=== Begin Enclosure ===

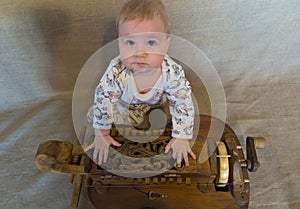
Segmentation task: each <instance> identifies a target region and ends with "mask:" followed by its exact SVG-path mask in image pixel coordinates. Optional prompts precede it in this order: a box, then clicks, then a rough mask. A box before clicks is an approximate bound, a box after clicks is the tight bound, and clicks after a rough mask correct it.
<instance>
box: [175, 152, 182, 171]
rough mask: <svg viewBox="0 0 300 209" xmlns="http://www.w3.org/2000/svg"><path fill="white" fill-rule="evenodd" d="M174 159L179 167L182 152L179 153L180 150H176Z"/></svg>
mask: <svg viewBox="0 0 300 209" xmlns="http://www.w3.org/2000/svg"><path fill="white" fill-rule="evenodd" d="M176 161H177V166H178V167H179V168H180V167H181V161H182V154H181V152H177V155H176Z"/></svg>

=== End Enclosure ===
=== Begin Enclosure ===

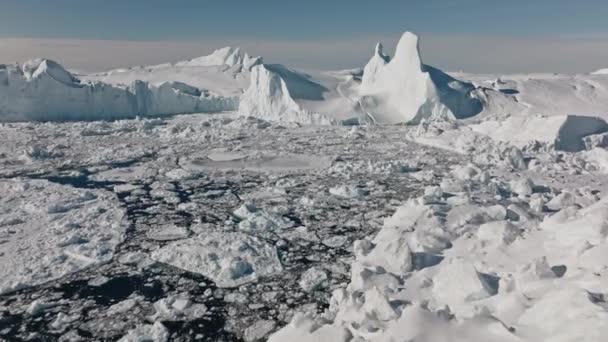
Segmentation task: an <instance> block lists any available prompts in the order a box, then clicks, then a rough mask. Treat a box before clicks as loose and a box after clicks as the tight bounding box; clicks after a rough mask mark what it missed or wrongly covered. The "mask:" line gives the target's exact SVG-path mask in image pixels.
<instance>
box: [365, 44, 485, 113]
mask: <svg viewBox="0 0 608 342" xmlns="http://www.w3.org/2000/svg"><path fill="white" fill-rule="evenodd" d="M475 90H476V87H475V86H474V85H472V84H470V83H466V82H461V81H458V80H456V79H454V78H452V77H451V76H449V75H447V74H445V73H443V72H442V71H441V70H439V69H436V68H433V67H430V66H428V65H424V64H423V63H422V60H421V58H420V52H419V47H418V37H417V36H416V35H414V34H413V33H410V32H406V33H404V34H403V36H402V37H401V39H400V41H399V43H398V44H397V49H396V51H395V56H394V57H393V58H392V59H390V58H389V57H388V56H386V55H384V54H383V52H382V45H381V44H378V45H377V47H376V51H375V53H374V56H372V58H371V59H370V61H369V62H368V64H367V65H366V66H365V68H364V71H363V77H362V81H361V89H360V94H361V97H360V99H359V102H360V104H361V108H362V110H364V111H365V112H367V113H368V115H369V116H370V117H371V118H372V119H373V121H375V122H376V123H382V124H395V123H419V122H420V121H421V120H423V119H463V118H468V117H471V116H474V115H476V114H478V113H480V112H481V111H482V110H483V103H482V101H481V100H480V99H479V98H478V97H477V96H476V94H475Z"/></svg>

=== End Enclosure ===
=== Begin Enclosure ===

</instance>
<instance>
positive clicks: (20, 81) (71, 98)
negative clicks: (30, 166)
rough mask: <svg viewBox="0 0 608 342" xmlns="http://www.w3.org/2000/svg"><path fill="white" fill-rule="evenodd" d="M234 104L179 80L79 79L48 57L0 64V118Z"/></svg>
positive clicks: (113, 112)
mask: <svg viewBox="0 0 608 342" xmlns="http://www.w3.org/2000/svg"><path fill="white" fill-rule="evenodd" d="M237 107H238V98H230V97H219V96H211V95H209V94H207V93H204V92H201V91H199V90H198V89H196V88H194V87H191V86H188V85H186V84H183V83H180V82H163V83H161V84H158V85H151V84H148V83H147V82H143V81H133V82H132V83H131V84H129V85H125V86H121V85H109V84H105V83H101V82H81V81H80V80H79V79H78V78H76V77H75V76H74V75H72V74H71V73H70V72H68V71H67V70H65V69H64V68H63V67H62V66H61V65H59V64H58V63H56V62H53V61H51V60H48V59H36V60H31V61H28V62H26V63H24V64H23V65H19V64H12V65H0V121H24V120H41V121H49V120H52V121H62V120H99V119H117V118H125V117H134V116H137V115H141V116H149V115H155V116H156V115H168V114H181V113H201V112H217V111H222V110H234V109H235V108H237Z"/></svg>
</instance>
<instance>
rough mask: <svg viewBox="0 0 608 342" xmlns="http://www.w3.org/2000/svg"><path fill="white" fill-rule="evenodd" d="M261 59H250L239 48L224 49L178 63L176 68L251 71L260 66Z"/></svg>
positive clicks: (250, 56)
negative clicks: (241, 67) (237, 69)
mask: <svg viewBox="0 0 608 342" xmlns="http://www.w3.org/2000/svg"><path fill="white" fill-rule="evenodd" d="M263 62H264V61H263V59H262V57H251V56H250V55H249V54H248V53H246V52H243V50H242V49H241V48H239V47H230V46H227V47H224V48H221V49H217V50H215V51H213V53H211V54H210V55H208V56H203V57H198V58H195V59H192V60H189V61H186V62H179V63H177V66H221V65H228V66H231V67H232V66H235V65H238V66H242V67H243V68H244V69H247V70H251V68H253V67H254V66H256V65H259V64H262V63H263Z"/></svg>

=== End Enclosure ===

Find every line in the records that contains the word "prompts" and copy each of those lines in full.

Segmentation task: each <instance> identifies a target region and ends with "mask:" followed by its exact SVG-path mask in image pixel coordinates. Optional prompts precede it in this order: a box, then clicks, then a rough mask. A box before clicks is an approximate bound, a box after clicks is the tight bound, and clicks after a rough mask correct it.
Segmentation task: an <instance> block lists any available prompts in the order a box, then clicks, then a rough mask. Treat a box before clicks as loose and a box after clicks as the tight bounding box; clicks after a rough mask mark what it missed or wrongly covered. The "mask:" line gives the target's exact SVG-path mask in image pixels.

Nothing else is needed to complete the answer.